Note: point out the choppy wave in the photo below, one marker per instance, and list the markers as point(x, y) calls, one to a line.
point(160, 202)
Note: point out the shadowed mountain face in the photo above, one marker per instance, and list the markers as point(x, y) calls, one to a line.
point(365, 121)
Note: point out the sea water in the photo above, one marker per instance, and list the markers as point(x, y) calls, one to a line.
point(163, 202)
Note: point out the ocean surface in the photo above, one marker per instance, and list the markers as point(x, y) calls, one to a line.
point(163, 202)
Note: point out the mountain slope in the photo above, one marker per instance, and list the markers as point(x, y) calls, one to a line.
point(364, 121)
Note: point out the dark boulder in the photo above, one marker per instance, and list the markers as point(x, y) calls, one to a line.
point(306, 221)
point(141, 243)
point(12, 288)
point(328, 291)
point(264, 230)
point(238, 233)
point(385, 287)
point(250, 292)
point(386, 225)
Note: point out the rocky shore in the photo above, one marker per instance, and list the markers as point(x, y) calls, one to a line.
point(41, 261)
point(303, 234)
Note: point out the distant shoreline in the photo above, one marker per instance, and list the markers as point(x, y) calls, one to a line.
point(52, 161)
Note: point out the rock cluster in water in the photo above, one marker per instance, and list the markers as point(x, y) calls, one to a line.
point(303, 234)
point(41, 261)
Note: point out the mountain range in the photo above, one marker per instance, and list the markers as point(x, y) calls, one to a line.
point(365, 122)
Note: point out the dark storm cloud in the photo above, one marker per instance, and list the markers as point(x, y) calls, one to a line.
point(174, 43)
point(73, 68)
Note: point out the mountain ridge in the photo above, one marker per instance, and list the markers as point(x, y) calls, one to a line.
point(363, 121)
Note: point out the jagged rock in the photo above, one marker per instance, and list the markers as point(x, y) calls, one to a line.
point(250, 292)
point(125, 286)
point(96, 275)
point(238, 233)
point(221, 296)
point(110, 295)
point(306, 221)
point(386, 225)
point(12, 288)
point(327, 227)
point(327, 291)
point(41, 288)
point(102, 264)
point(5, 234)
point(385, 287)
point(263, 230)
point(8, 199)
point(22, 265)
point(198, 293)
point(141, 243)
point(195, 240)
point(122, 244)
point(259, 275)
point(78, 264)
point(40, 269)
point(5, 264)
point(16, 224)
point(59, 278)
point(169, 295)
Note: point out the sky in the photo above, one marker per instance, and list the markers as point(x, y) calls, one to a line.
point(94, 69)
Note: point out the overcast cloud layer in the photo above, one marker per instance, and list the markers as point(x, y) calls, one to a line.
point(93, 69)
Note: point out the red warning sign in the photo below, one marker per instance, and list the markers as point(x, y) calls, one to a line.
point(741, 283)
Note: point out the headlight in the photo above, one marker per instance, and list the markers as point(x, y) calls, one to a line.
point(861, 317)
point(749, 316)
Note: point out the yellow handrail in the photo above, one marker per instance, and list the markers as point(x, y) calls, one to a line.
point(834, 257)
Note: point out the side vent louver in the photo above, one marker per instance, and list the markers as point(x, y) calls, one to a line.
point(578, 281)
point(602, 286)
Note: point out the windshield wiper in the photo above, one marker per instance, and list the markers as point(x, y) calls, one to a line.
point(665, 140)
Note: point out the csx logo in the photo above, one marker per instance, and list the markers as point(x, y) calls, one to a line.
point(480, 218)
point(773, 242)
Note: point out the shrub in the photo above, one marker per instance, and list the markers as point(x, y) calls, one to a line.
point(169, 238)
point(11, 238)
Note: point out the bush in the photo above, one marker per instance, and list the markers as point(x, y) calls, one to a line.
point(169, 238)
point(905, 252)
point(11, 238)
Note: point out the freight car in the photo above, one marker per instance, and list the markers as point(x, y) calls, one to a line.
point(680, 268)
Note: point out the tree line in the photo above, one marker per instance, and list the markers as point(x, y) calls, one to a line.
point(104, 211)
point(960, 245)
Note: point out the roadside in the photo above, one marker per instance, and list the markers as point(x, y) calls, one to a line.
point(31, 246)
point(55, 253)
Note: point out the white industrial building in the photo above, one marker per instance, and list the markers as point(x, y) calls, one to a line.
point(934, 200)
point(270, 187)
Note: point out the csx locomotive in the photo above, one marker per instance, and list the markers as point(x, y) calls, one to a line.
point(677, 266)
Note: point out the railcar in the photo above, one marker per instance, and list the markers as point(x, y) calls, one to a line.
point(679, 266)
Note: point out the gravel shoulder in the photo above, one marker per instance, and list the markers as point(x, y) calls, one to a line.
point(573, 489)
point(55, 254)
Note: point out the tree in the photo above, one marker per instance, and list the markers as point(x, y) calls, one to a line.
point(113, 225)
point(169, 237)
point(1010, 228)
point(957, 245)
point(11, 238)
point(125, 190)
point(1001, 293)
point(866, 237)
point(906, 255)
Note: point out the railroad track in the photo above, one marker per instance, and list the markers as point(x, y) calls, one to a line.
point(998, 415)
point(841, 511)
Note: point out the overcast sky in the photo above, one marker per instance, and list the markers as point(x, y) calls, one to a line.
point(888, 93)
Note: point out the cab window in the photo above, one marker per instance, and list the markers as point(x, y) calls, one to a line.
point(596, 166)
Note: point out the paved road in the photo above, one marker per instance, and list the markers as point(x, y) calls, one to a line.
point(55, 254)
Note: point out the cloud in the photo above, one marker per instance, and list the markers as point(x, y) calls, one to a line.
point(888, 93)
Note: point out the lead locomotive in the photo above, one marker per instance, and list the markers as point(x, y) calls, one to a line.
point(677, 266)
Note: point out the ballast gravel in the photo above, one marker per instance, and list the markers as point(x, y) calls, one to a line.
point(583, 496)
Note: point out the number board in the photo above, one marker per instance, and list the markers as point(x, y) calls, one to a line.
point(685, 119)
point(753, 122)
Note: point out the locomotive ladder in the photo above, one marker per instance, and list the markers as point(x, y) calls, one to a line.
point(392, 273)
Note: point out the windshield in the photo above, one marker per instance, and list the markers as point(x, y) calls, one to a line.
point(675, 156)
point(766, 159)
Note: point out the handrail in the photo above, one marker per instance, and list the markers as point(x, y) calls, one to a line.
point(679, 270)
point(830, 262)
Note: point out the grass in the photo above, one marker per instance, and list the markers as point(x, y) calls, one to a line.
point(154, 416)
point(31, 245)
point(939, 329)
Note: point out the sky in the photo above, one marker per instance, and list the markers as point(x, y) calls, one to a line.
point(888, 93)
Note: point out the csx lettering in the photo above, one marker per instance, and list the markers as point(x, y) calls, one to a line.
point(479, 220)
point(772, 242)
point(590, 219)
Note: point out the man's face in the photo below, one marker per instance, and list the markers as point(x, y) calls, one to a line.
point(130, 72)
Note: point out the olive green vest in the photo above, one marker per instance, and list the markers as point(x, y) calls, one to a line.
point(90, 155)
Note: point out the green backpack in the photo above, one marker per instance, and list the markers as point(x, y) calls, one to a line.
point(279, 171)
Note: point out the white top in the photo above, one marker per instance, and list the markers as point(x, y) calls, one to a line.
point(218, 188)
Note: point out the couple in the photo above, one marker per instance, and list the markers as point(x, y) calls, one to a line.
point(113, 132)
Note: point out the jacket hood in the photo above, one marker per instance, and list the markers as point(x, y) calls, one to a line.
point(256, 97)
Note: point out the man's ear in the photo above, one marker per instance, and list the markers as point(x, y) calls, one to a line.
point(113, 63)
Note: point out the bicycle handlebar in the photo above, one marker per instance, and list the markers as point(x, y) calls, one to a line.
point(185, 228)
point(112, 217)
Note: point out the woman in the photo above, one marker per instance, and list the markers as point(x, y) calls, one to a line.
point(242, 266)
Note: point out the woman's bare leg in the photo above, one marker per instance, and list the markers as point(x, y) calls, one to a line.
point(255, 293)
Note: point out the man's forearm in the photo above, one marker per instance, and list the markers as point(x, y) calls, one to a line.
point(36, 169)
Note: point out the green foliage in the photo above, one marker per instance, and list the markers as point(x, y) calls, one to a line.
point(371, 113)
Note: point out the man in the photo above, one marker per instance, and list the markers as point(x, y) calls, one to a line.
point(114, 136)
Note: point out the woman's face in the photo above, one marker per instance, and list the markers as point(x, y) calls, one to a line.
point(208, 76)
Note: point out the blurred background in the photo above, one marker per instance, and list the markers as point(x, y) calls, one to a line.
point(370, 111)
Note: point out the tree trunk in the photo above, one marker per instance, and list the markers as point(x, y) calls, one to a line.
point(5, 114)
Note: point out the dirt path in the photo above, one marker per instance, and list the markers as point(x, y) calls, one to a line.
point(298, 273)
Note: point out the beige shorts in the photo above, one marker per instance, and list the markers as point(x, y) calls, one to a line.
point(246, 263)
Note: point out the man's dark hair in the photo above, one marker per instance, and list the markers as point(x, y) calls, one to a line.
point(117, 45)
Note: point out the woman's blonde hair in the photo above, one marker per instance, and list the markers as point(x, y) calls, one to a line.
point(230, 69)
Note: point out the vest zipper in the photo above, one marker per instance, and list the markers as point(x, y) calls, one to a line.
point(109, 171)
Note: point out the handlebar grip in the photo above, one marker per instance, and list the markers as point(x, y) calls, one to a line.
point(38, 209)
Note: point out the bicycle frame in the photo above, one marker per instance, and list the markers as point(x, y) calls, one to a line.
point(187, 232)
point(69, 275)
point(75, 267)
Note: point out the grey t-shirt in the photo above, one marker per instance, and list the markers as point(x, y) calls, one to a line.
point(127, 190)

******

* EXERCISE
Output the entries from the line with "Note: point out the shadowed" up to and including the line with "point(365, 122)" as a numbered list, leaving out any blank lines.

* TASK RESPONSE
1. Note: point out the shadowed mountain face in the photo above, one marker per instance, and list the markers as point(x, y) calls, one to a line.
2. point(365, 121)
3. Note: point out the sea water in the photo above, one marker per instance, and list the markers as point(x, y) calls, one to a line.
4. point(163, 202)
5. Note: point out the ocean surface in the photo above, one marker per instance, and list the markers as point(x, y) calls, one to a line.
6. point(163, 202)
7. Note: point out the mountain slope in the photo above, one marker per instance, and list the markers as point(x, y) calls, one to a line.
8. point(364, 121)
9. Note: point out the dark boulder in the photo above, one marker per instance, and list the markers as point(x, y) calls, one to a line.
10. point(306, 221)
11. point(141, 243)
12. point(12, 288)
13. point(328, 291)
14. point(264, 230)
15. point(238, 233)
16. point(385, 287)
17. point(250, 292)
18. point(386, 225)
19. Note: point out the rocky shore in the photo above, one marker per instance, and list the markers as point(x, y) calls, one to a line.
20. point(41, 261)
21. point(303, 234)
22. Note: point out the distant shoreline in the photo above, one marker per instance, and list the markers as point(x, y) calls, one to a line.
23. point(52, 161)
24. Note: point out the rock cluster in water in the photo above, one marker per instance, and list the markers as point(x, y) calls, one to a line.
25. point(303, 234)
26. point(41, 261)
27. Note: point out the mountain range in the photo above, one marker per instance, and list the markers as point(x, y) calls, one to a line.
28. point(365, 122)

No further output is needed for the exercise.